Guest Writer: Frederick Schmidt
Schmidt: Dys-Feng Shui 1
“To believe in something, and not to live it, is dishonest. “ Mahatma Gandhi
I don’t know a great deal about Feng Shui (pronounced Fung Shwee), but it is, as I understand it, a Chinese concept of aesthetics that used the laws of heaven and earth to order one’s life in a way that maximized the use of life’s energy in a fashion that harmonized with the world around us.
Today it is used in a rather more trivialized and commercial fashion by interior decorators who probably don’t know a lot about ancient Chinese philosophy. But they do know an exotic way to sell their services when they see one.
In the middle of a rather lengthy business meeting some years ago, those of us around the table found a way to kill a few free moments by joking about the rather strange table arrangement we had been given for our meeting. The worst of it was that there were people left at tables behind us. They were forced to face the backs of our heads and we were forced to turn our backs on them.

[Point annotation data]
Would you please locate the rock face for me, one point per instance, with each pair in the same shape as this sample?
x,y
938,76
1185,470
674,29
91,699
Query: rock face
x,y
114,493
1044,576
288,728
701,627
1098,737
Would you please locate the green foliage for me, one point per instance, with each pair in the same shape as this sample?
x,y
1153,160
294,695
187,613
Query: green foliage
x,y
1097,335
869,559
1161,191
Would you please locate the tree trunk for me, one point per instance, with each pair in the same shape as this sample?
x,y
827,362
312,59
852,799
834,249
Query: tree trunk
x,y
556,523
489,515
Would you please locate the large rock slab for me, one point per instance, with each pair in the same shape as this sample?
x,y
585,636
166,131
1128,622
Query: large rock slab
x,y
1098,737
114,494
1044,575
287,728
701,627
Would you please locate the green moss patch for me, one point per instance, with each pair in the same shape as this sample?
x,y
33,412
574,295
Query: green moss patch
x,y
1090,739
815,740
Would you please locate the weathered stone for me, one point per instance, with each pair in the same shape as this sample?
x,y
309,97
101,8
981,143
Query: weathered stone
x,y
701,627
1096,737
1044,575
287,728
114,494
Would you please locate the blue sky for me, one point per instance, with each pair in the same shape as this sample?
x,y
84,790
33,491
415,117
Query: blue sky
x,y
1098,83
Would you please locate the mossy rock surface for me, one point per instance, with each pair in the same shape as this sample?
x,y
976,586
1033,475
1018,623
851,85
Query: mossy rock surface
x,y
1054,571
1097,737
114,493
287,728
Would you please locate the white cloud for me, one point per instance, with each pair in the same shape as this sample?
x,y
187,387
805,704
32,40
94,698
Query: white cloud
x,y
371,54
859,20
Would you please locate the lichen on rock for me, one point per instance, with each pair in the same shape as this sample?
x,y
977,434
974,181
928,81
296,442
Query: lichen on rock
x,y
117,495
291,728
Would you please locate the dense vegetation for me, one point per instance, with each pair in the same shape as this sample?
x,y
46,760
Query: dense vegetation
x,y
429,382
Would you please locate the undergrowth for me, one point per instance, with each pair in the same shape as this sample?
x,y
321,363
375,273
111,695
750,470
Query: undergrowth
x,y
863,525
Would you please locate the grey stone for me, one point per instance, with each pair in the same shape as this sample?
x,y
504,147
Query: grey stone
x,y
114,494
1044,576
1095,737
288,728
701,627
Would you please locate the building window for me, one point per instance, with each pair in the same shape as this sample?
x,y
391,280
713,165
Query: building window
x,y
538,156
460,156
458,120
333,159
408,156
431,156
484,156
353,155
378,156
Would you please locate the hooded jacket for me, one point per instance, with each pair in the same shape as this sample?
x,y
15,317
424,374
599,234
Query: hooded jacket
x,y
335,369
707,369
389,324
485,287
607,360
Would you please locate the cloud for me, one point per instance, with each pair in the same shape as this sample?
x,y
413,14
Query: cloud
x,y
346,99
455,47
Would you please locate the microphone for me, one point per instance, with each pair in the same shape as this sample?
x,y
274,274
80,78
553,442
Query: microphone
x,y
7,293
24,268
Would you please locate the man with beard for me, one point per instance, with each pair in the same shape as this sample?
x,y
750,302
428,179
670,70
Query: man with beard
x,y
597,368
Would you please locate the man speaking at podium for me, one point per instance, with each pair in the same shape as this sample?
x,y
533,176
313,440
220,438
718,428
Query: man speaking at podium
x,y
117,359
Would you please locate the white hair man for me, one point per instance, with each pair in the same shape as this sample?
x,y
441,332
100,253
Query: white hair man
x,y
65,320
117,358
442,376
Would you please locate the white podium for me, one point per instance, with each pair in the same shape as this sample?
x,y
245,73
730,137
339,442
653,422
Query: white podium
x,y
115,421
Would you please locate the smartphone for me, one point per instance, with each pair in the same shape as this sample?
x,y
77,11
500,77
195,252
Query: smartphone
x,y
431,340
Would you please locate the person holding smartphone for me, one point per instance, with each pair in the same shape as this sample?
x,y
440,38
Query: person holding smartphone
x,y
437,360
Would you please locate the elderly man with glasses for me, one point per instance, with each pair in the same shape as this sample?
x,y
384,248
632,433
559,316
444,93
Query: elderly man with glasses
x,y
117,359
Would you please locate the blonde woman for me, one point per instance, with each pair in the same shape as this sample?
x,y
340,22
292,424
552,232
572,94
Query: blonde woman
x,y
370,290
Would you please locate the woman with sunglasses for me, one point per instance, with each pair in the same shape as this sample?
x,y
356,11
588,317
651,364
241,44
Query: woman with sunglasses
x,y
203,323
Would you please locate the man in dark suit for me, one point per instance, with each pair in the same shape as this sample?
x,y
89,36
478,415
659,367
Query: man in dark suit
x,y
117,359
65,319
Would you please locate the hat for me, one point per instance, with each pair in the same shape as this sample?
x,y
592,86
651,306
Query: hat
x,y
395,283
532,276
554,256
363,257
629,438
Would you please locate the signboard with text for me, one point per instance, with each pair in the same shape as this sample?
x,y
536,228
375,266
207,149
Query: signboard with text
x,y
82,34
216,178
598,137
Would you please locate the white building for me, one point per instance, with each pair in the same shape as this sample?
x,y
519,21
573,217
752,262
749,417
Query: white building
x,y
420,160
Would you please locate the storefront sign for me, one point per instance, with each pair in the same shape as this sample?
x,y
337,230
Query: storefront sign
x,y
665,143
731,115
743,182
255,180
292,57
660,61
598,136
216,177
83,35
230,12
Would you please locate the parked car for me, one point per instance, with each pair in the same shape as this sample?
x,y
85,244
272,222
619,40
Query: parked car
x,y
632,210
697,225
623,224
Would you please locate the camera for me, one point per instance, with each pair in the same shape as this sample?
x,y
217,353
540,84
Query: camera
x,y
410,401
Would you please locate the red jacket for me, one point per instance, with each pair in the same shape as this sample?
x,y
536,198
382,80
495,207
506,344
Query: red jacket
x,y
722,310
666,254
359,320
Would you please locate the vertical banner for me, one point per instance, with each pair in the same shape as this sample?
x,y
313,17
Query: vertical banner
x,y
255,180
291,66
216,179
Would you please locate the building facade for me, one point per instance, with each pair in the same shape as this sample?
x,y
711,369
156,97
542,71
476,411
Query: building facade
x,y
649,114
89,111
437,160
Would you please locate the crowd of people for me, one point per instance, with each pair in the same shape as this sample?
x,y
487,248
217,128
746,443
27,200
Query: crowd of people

[The exercise]
Write out the Feng Shui piece from above word for word, from its first line to its last.

[Exercise output]
Guest Writer: Frederick Schmidt
Schmidt: Dys-Feng Shui 1
“To believe in something, and not to live it, is dishonest. “ Mahatma Gandhi
I don’t know a great deal about Feng Shui (pronounced Fung Shwee), but it is, as I understand it, a Chinese concept of aesthetics that used the laws of heaven and earth to order one’s life in a way that maximized the use of life’s energy in a fashion that harmonized with the world around us.
Today it is used in a rather more trivialized and commercial fashion by interior decorators who probably don’t know a lot about ancient Chinese philosophy. But they do know an exotic way to sell their services when they see one.
In the middle of a rather lengthy business meeting some years ago, those of us around the table found a way to kill a few free moments by joking about the rather strange table arrangement we had been given for our meeting. The worst of it was that there were people left at tables behind us. They were forced to face the backs of our heads and we were forced to turn our backs on them.